» **WORK REQUIRED**: Translate this sentence from the sleep stages text into Spanish: "Sleep spindles are where your brain processes all the info from the day and does whatever else it needs to do."

» **QUOTED PASSAGE**:
Stage N2: Okay, so now you’re asleep for realsies. This is where the sleep spindles happen! Sleep spindles are where your brain processes all the info from the day and does whatever else it needs to do. You’re in a tranquil sleep while your brain works out its kinks. It should comprise 45-55% of your sleep ((over half)). For me? 22.9%. Less than half of what it should be.

Stage N3: This is the DEEP sleep. N3 is now the sum of stages 3 and 4, as both are similar enough that in 2008 scientists decided they’re now just one stage. This is also the slow-wave sleep, which means that your neocortical neurons ((http://en.wikipedia.org/wiki/Neocortex)) get to rest for once. In what used to be N4 but is now the latter part of N3, they excite the neurons to get them ready to roll for the next day. This stage of sleep is also heavily linked to solidifying memories, having night terrors and sleep walking, and other things that happen when you’re in super duper deepy sleepy. This should take up no more than 23% of your sleeping. For me? 59.6%. I am way beyond double what this should be. I am in deep sleep for all the time I should be in N2.

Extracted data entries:
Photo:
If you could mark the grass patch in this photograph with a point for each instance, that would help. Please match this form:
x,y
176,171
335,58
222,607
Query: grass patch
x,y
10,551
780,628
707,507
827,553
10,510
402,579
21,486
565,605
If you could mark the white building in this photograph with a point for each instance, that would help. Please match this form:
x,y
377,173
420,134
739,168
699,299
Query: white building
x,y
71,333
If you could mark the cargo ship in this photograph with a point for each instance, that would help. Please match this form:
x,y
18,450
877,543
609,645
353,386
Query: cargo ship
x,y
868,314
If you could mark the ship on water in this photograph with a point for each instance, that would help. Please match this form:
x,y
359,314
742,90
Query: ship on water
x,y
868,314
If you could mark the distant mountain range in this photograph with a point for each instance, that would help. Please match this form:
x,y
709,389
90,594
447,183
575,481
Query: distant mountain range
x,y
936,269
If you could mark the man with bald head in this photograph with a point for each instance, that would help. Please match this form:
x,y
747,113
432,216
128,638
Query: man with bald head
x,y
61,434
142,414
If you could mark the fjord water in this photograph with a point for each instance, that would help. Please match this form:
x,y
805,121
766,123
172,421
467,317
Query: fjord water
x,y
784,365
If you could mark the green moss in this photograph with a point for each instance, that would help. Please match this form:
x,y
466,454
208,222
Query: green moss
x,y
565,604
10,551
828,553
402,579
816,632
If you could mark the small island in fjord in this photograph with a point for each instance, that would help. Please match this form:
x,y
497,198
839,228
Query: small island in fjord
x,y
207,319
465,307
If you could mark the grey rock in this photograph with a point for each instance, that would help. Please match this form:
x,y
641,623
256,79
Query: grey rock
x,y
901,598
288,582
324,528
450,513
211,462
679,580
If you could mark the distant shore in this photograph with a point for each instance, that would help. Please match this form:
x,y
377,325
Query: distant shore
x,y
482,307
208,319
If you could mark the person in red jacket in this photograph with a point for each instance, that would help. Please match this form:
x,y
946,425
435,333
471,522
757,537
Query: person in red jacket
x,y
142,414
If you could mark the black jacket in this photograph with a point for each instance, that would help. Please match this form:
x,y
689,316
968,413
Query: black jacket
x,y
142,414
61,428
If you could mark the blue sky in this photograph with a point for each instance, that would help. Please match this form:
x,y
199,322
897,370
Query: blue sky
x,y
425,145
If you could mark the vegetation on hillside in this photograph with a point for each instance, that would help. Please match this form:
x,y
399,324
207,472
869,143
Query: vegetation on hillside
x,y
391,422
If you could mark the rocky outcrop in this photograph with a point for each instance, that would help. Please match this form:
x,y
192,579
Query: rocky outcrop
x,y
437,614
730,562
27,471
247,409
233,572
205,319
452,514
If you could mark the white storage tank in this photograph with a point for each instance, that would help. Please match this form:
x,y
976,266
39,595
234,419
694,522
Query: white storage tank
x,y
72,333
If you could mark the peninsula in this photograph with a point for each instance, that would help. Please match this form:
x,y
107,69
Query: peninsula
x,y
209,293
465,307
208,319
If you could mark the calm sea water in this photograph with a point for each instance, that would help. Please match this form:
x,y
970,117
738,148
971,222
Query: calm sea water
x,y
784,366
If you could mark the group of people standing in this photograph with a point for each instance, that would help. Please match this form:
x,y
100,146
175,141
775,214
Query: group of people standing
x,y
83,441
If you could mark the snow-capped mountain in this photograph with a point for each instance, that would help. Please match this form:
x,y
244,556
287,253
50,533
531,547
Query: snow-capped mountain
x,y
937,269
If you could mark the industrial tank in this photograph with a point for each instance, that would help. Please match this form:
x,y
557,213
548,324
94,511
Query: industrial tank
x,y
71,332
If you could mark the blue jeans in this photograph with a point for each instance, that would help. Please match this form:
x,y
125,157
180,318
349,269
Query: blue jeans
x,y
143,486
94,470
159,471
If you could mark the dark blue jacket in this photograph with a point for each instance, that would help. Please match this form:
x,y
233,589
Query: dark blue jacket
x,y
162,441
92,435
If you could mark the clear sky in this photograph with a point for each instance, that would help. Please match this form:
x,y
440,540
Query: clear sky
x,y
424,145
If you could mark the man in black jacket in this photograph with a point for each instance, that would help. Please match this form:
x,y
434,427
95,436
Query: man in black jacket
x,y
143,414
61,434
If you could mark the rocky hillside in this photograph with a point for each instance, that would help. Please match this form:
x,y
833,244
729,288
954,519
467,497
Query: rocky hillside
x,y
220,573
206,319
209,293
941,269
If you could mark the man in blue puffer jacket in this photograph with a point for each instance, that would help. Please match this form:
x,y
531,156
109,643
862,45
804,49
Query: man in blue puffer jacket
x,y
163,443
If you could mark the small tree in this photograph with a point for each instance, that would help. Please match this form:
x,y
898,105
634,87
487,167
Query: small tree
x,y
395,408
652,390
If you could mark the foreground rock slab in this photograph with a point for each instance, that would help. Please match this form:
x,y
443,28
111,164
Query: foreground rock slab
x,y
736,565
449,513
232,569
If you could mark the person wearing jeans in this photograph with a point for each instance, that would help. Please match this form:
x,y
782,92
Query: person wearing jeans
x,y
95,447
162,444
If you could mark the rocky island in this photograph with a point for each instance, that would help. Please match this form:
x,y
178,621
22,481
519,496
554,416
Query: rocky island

» **THE ANSWER**: Los husos del sueño son donde tu cerebro procesa toda la información del día y hace cualquier otra cosa que necesite hacer.